### PROBLEM TO SOLVE
Rewrite the marketing metrics article below, beginning at the words "What’s the difference?" and stopping after "fully distinctive departments.". Change every "berries" in that stretch to "apples".

### SELECTION
By Stacy Eads
July 5, 2022

Marketing metrics that matter

Learn a new way of thinking about your marketing ROI.

If you’re like many of the CEOs I coach, you feel like your Key Performance Indicators (KPIs) for Marketing are a bit murky at best. Your gut tells you there’s got to be a more specific way to measure the money you spend on Marketing. After all, whether it is an in-house staffer or an outsourced vendor, as the CEO, you are seeking one thing from your Marketing efforts, sales!

Let me introduce you to a new way of thinking about your Marketing return on investment (ROI), so you can visualize a pathway that is right for your business. To be clear, these are my 21-year developed “opinions” with some fact-checking links and examples to show the validity. It really became so crystal clear to me once I could see behind the curtain of 13 separate companies and pull all the “best of the best” that each one was doing into one smooth theory.

Marketing. Sales. Business Development.

Small, family-owned companies under $1 million in annual revenue often use the terms Marketing, Sales, and Business Development interchangeably because they don’t have the cash yet to separate them properly. They are small teams wearing many hats. However, the sooner Marketing, inbound/outbound Sales, and Business Development are distinctly defined, the faster you can envision what you are scaling toward if you are 10x in size. 

What’s the difference?

The keywords used the most often in lead prospecting and defining roles are “Gather vs. Hunter” and “Inbound vs. Outbound.” You gather the berries you see within reach. You hunt the things in the woods you haven’t even seen yet.

The definitions I see the most often in multi-million dollar companies who are Scaling Up are: Marketing gathers inbound leads and Sales hunts outbound prospects.

Right now, if you’re small, you can start by separating the two ideas into two KPIs for clarity in your decision-making. As you grow, you’ll decide when the two ideas of Marketing and Sales need to separate into two distinct roles, people, or vendor contracts. And once you reach the big time, they will become fully distinctive departments.


Marketing creates your brand’s environment for Sales success—logo, website, business cards, marketing material—the overall impression you give prospects. Marketing also creates online posts, writes blogs, and establishes the company as a “thought leader” in the industry.

Marketing has an advertising budget to reach more people than your followers or buy Search Engine Marketing (SEM) ads to generate leads. They constantly need to increase the number of berries within reach to gather. In fact, they want to become a magnet, drawing the berries closer to the company funnel and gathering them up for a Sales team.

Marketing creates lead magnets with a gatherer mindset. The ROI for Marketing is to generate MQL, Marketing Qualified Leads. You define at your company what is “qualified.”

[Entries for bounding box labeling]

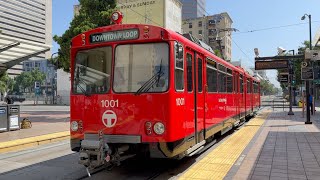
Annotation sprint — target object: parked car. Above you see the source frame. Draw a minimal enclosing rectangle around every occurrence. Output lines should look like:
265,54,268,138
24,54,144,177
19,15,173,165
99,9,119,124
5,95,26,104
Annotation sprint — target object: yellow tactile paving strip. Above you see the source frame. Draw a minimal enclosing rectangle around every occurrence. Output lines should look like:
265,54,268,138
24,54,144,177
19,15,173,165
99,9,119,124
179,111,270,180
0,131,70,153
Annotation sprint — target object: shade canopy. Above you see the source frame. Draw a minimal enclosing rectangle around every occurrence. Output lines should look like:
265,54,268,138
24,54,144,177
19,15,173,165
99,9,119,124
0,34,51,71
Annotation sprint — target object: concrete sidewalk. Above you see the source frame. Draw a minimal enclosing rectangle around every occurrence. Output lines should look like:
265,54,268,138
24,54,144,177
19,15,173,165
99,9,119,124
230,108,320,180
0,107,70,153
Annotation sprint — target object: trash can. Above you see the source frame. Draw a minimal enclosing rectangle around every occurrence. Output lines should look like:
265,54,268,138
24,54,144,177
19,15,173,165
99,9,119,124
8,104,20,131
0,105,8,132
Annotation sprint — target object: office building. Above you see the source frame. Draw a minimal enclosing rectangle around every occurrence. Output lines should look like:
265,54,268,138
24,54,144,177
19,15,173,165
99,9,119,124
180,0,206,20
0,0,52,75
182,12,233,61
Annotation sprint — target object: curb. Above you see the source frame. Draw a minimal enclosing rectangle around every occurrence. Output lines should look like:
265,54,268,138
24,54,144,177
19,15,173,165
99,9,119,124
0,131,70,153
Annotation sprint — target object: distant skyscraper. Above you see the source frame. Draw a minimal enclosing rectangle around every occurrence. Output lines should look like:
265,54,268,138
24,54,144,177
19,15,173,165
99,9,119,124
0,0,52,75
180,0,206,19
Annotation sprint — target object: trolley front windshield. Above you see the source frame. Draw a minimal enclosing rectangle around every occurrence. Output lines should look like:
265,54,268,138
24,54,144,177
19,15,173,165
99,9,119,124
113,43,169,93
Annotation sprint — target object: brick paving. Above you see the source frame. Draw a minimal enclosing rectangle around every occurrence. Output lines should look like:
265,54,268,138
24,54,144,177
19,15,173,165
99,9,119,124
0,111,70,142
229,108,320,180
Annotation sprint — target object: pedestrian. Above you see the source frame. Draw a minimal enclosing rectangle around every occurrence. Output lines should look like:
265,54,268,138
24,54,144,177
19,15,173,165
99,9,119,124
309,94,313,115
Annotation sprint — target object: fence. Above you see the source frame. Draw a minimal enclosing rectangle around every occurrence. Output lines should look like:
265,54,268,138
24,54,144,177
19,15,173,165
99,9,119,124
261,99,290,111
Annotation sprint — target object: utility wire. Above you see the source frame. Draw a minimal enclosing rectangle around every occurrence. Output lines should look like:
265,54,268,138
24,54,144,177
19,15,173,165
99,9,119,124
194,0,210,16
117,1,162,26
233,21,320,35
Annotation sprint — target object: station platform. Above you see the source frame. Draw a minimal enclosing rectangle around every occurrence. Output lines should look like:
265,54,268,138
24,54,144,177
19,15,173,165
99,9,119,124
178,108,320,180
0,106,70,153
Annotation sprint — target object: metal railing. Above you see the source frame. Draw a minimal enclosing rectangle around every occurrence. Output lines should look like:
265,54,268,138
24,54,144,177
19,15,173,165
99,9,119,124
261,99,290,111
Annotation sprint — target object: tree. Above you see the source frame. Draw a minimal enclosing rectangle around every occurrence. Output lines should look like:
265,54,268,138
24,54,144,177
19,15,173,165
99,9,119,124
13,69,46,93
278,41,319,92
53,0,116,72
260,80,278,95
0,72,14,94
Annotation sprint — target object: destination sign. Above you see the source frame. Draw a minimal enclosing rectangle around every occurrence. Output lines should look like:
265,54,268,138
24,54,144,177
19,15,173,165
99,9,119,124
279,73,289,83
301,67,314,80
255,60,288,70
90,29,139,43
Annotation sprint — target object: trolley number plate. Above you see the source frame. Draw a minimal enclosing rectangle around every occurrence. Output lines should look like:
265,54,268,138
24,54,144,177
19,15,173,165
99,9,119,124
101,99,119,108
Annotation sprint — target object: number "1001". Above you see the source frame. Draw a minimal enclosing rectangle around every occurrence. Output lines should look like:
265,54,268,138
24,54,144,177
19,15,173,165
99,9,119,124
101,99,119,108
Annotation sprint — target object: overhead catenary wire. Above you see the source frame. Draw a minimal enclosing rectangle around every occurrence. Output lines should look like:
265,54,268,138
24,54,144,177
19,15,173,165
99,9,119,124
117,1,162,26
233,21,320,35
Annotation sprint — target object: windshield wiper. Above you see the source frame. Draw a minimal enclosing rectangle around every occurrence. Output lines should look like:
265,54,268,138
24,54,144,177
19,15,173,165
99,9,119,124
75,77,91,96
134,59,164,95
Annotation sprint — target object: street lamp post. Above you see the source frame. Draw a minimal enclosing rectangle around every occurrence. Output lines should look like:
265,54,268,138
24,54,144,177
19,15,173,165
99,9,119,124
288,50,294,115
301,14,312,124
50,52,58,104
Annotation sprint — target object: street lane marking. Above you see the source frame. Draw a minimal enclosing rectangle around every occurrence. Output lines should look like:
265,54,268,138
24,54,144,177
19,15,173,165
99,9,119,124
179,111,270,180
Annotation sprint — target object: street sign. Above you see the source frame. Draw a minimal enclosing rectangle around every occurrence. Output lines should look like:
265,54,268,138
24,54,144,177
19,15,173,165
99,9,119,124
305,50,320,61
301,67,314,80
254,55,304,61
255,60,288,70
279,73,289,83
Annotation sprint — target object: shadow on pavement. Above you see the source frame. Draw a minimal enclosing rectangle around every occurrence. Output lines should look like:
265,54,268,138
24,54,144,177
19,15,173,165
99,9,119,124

### ANSWER TO THE EXERCISE
What’s the difference?

The keywords used the most often in lead prospecting and defining roles are “Gather vs. Hunter” and “Inbound vs. Outbound.” You gather the apples you see within reach. You hunt the things in the woods you haven’t even seen yet.

The definitions I see the most often in multi-million dollar companies who are Scaling Up are: Marketing gathers inbound leads and Sales hunts outbound prospects.

Right now, if you’re small, you can start by separating the two ideas into two KPIs for clarity in your decision-making. As you grow, you’ll decide when the two ideas of Marketing and Sales need to separate into two distinct roles, people, or vendor contracts. And once you reach the big time, they will become fully distinctive departments.